Claire Lehmann

Video-games: a first world obsession


Video-games are a leisure activity, played by kids, sometimes adults. When they are played by adults, they’re generally played for enjoyment, not unlike having a cold drink after a hard day’s work.

Games in general are a release from the monotony and frustrations of real life. Their primary function is to provide psychological escapism, within a safe space. People buy them, and play them for the purposes of pleasure. And like all pleasurable pastimes, they are probably best enjoyed in moderation. Like the Japanese Otaku who sacrifice the real world for their online obsessions, critics of video-games can sacrifice their grounding in reality too.

Their obsession can sometimes lead them into the land of the bizarre –

Thanks to a new cohort of culture warriors, today video-games aren’t just a leisure activity. They are now a battleground of abstract theories and warring ideologies. Critics want games to be viewed as art, replete with as many “cutting edge” political messages about racism and sexism as a New York indie gallery. But the trouble is, they are not art. They are entertainment. They are not made to make a political statement; they are made to turn a profit. McIntosh is like a food critic railing against a packet of skittles because he wants it to be a soufflé.

At the centre of this new-age cultural war is Mr. McIntosh (@radicalbytes). He is known for co-writing and producing the videos of ‘Feminist Frequency’ (Anita Sarkeesian) who hit the mainstream press this year in the New York Times and Colbert Report. From a superficial perspective, Sarkeesian and McIntosh make reasonable criticisms of video-games. It is obvious to anyone that games are hyper-masculine. And games as well as the gaming community, would benefit from having more female designers representing the female perspective. This is a no-brainer.

Ultimately, however, the problem with the type of ‘progressive’ thought as spouted by McIntosh, is that it doesn’t lend itself well to real-life circumstances. Everything is ideological; almost nothing is practical. Instead of rolling up his sleeves and creating games himself, McIntosh simply moans from the sidelines. Meanwhile, the connection between video-games and real world behaviours is a spurious one. In fact, when I asked Harvard psychologist Steven Pinker earlier this year about how we can reduce violent inclinations in young men, he suggested that video-games were instrumental for this purpose. Empirical data shows that since video-games have been around, all categories of teenage crime have declined significantly. By most people’s standards, this is a good outcome.

Media and cultural studies grads specialise in the abstract not the empirical. And their obsession with pop-culture, at the expense of real life, leads them to think and say ridiculous things. Only a person with a non-trivial amount of economic privilege, living in the luxury of the first-world, would ever be able to say something this –

Someone seems to be forgetting about  all the people in the world who do not have a wifi connection. Or who don’t go to the movies, and who have never played a video-game. I hate to break it to McIntosh, but these people do exist. And it’s a special kind of first-world privilege to forget that not everyone lives in the same culture as you do.
****************
Work to complete:
a. Copy the essay on video-games word for word, from "Games in general" up to and including "in reality too.".
b. In the essay on video-games, whom did the author ask about reducing violent inclinations in young men?

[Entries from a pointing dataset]
****************
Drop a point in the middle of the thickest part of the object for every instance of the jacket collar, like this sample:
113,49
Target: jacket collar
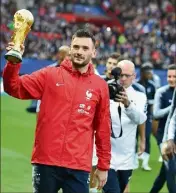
67,65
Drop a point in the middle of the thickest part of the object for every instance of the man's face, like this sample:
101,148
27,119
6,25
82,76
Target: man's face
127,76
148,75
61,55
82,51
171,78
111,64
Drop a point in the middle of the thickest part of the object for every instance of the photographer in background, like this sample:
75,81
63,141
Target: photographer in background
127,107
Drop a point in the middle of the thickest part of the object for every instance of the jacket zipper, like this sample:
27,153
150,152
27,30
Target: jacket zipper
63,146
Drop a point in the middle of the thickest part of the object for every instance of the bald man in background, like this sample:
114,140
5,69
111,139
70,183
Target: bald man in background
132,106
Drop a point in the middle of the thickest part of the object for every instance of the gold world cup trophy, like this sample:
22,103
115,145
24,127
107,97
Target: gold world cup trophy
23,20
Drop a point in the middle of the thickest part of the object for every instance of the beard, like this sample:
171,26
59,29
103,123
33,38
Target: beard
80,62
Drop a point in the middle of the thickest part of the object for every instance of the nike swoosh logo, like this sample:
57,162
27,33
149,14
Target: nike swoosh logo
59,84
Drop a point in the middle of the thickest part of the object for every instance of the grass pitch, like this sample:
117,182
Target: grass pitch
17,134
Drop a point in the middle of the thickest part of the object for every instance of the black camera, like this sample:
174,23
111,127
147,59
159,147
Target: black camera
114,87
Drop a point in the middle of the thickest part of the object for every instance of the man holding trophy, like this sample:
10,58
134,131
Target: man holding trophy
74,107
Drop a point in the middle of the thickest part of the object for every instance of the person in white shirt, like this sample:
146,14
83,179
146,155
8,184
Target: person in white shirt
124,127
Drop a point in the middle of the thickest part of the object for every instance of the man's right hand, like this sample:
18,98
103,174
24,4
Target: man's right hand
169,150
101,176
11,46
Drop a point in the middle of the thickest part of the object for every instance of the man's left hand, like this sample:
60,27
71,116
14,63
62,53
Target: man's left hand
141,147
101,176
169,150
123,98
****************
Final answers:
a.
Games in general are a release from the monotony and frustrations of real life. Their primary function is to provide psychological escapism, within a safe space. People buy them, and play them for the purposes of pleasure. And like all pleasurable pastimes, they are probably best enjoyed in moderation. Like the Japanese Otaku who sacrifice the real world for their online obsessions, critics of video-games can sacrifice their grounding in reality too.

b. Harvard psychologist Steven Pinker.